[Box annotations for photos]
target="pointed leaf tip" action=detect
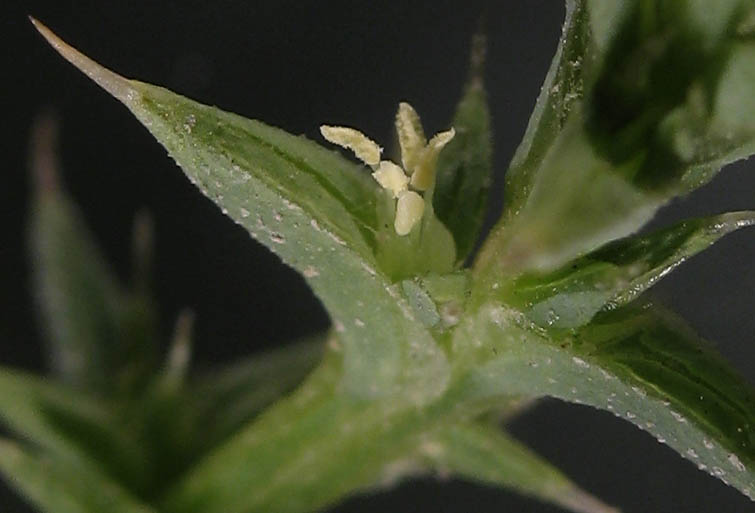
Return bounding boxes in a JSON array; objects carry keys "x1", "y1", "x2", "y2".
[{"x1": 29, "y1": 16, "x2": 138, "y2": 104}]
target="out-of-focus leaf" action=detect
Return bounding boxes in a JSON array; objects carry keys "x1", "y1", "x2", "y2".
[
  {"x1": 500, "y1": 212, "x2": 755, "y2": 328},
  {"x1": 456, "y1": 305, "x2": 755, "y2": 499},
  {"x1": 433, "y1": 31, "x2": 493, "y2": 263},
  {"x1": 0, "y1": 369, "x2": 150, "y2": 488},
  {"x1": 31, "y1": 114, "x2": 120, "y2": 390},
  {"x1": 0, "y1": 439, "x2": 154, "y2": 513},
  {"x1": 188, "y1": 336, "x2": 324, "y2": 447},
  {"x1": 161, "y1": 351, "x2": 432, "y2": 513},
  {"x1": 481, "y1": 0, "x2": 755, "y2": 274},
  {"x1": 31, "y1": 114, "x2": 155, "y2": 394},
  {"x1": 34, "y1": 21, "x2": 450, "y2": 403},
  {"x1": 420, "y1": 424, "x2": 618, "y2": 513}
]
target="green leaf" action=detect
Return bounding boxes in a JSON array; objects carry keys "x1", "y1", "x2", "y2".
[
  {"x1": 498, "y1": 212, "x2": 755, "y2": 328},
  {"x1": 0, "y1": 439, "x2": 154, "y2": 513},
  {"x1": 0, "y1": 369, "x2": 149, "y2": 488},
  {"x1": 433, "y1": 31, "x2": 493, "y2": 263},
  {"x1": 480, "y1": 0, "x2": 755, "y2": 274},
  {"x1": 31, "y1": 114, "x2": 155, "y2": 394},
  {"x1": 161, "y1": 350, "x2": 428, "y2": 513},
  {"x1": 420, "y1": 424, "x2": 618, "y2": 513},
  {"x1": 188, "y1": 335, "x2": 324, "y2": 447},
  {"x1": 498, "y1": 0, "x2": 595, "y2": 221},
  {"x1": 457, "y1": 305, "x2": 755, "y2": 500},
  {"x1": 34, "y1": 21, "x2": 450, "y2": 403}
]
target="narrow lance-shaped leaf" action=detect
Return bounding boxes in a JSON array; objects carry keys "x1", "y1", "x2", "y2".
[
  {"x1": 420, "y1": 424, "x2": 618, "y2": 513},
  {"x1": 34, "y1": 21, "x2": 448, "y2": 402},
  {"x1": 0, "y1": 369, "x2": 149, "y2": 488},
  {"x1": 480, "y1": 0, "x2": 755, "y2": 274},
  {"x1": 501, "y1": 0, "x2": 595, "y2": 223},
  {"x1": 31, "y1": 117, "x2": 121, "y2": 391},
  {"x1": 161, "y1": 349, "x2": 430, "y2": 513},
  {"x1": 30, "y1": 117, "x2": 157, "y2": 395},
  {"x1": 189, "y1": 336, "x2": 326, "y2": 446},
  {"x1": 433, "y1": 30, "x2": 493, "y2": 263},
  {"x1": 456, "y1": 305, "x2": 755, "y2": 500},
  {"x1": 497, "y1": 212, "x2": 755, "y2": 328},
  {"x1": 0, "y1": 439, "x2": 155, "y2": 513}
]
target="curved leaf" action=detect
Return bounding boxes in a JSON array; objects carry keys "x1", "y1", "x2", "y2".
[
  {"x1": 0, "y1": 439, "x2": 156, "y2": 513},
  {"x1": 34, "y1": 21, "x2": 448, "y2": 402},
  {"x1": 458, "y1": 305, "x2": 755, "y2": 500},
  {"x1": 499, "y1": 212, "x2": 755, "y2": 328},
  {"x1": 420, "y1": 424, "x2": 618, "y2": 513}
]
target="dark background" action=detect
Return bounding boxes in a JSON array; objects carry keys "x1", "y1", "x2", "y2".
[{"x1": 0, "y1": 0, "x2": 755, "y2": 513}]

▶ **WHAT YOU SHOULD DO**
Which lines in the data above contain the string "action", with case taken into account? Pick out each of those lines and copy it in full.

▶ **RESPONSE TO THIS TASK**
target="pointed leaf tip" action=detect
target="out-of-focus leaf" action=detect
target="green leaf" action=detect
target="narrow lance-shaped leaf" action=detect
target="curved leaf" action=detect
target="dark background" action=detect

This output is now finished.